→ **Given passage**:
——

The updated outlook marks a departure from Scotiabank’s long-standing view that the BoC had already reached its terminal rate and would remain on hold at 2.75% throughout its forecast horizon.
In a new report, Scotiabank’s economists say the outlook for growth is dimming quickly, thanks in large part to a “dramatic escalation of America’s war on trade.”
While Canada has avoided the steepest tariffs so far, the spillover from weaker U.S. growth and softer commodity prices is already being felt.
Economic risks are rising on both sides of the border
In the U.S., Scotiabank says 100-year-high tariffs are “already causing a material slowdown in economic activity that will extend well into next year.”
And while tariffs against Canadian goods haven’t changed much since March, the economic damage elsewhere is weighing heavily.
“We now forecast the Federal Reserve will keep its policy rate at the current level through the remainder of the year given the inflationary consequences of its tariff policy,” the report says. “The Bank of Canada is currently forecast to keep its rate at 2.75% for the remainder of the year, but that assessment may change as we see how inflation and growth evolve in coming months.”
While a full-blown recession isn’t Scotiabank’s base case—unlike others like Oxford Economics—it admits it’s a close call.
“There is no doubt that economies will flirt with recession owing to the tariffs and associated uncertainty,” the economists warn.
For Canada, they now forecast GDP growth slowing to just 0.7% in 2026, with the unemployment rate rising to 7.2% as the economy struggles to regain momentum.

——

→ **Supplied data**:
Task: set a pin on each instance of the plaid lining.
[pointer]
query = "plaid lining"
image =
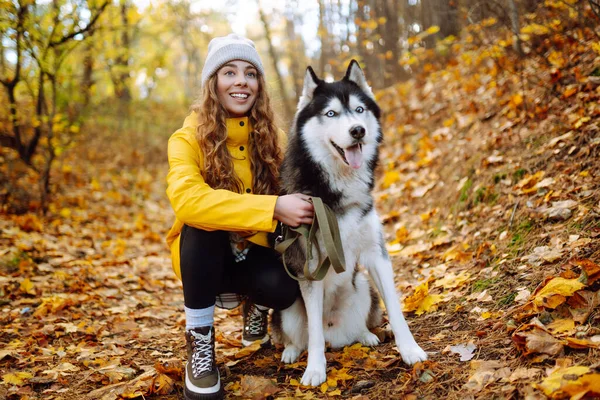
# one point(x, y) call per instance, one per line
point(239, 249)
point(229, 301)
point(239, 246)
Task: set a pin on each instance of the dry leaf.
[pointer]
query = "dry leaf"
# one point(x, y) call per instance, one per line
point(555, 292)
point(466, 351)
point(532, 338)
point(421, 301)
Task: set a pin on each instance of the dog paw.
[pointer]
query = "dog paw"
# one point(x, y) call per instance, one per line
point(369, 339)
point(413, 354)
point(290, 354)
point(314, 376)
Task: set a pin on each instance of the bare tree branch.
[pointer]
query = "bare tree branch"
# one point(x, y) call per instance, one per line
point(83, 30)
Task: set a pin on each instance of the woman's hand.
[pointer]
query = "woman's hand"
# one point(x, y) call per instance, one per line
point(294, 209)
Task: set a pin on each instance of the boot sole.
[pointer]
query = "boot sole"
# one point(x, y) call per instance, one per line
point(265, 339)
point(189, 395)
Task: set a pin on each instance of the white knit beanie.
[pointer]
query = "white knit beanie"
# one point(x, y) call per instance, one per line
point(223, 49)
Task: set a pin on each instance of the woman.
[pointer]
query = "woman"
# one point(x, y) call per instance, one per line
point(223, 185)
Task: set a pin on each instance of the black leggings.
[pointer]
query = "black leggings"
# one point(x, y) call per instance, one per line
point(208, 269)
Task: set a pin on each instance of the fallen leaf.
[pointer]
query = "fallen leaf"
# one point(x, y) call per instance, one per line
point(561, 326)
point(248, 351)
point(466, 351)
point(531, 338)
point(555, 292)
point(453, 281)
point(421, 301)
point(17, 378)
point(27, 286)
point(568, 381)
point(257, 387)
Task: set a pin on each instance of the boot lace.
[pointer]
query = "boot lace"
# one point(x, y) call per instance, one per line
point(202, 353)
point(255, 321)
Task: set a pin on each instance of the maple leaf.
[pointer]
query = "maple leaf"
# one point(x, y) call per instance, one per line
point(27, 286)
point(556, 291)
point(569, 381)
point(534, 338)
point(421, 301)
point(17, 378)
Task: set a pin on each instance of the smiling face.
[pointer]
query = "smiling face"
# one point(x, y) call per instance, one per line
point(338, 121)
point(237, 87)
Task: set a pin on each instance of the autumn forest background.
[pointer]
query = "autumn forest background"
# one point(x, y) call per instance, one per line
point(487, 188)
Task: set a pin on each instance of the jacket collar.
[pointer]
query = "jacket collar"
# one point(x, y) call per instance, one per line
point(238, 131)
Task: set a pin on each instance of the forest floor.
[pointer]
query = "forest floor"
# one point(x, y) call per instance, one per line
point(488, 191)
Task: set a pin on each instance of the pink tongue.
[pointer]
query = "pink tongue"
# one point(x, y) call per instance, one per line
point(354, 156)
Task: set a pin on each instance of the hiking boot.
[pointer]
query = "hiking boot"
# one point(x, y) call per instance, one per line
point(202, 380)
point(255, 324)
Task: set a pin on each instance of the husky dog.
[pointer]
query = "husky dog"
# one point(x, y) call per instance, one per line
point(332, 154)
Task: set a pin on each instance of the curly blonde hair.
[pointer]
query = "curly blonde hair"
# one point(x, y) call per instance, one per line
point(265, 154)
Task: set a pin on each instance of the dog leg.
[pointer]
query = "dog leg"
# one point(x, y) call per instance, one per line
point(315, 373)
point(293, 327)
point(380, 268)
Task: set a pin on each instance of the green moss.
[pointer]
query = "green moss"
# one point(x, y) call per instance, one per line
point(507, 300)
point(464, 191)
point(481, 285)
point(519, 174)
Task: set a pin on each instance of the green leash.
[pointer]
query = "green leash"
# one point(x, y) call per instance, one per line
point(326, 223)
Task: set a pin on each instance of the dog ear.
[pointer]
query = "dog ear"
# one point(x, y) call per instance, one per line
point(311, 81)
point(355, 74)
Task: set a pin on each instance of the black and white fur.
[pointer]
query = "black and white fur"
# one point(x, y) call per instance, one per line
point(323, 160)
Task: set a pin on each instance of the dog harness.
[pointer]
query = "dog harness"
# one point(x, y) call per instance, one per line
point(324, 222)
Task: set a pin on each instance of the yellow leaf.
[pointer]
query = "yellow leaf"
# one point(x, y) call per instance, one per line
point(557, 286)
point(247, 351)
point(433, 29)
point(527, 184)
point(561, 326)
point(18, 378)
point(452, 281)
point(429, 303)
point(535, 29)
point(580, 122)
point(421, 301)
point(324, 387)
point(556, 58)
point(516, 100)
point(552, 383)
point(27, 286)
point(390, 178)
point(95, 184)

——

→ **Objective 1**: Reproduce the section of the Scotiabank outlook passage that begins with the words containing "In a new report, Scotiabank’s" and ends with "already being felt.".
→ **Objective 2**:
Answer these from the Scotiabank outlook passage:
(a) What GDP growth rate do the economists forecast for Canada in 2026?
(b) What unemployment rate do they expect Canada to reach?
(c) What does the report forecast the Federal Reserve will do with its policy rate for the remainder of the year?

→ **Expected output 1**:
In a new report, Scotiabank’s economists say the outlook for growth is dimming quickly, thanks in large part to a “dramatic escalation of America’s war on trade.”
While Canada has avoided the steepest tariffs so far, the spillover from weaker U.S. growth and softer commodity prices is already being felt.

→ **Expected output 2**:
(a) 0.7%
(b) 7.2%
(c) Keep it at the current level.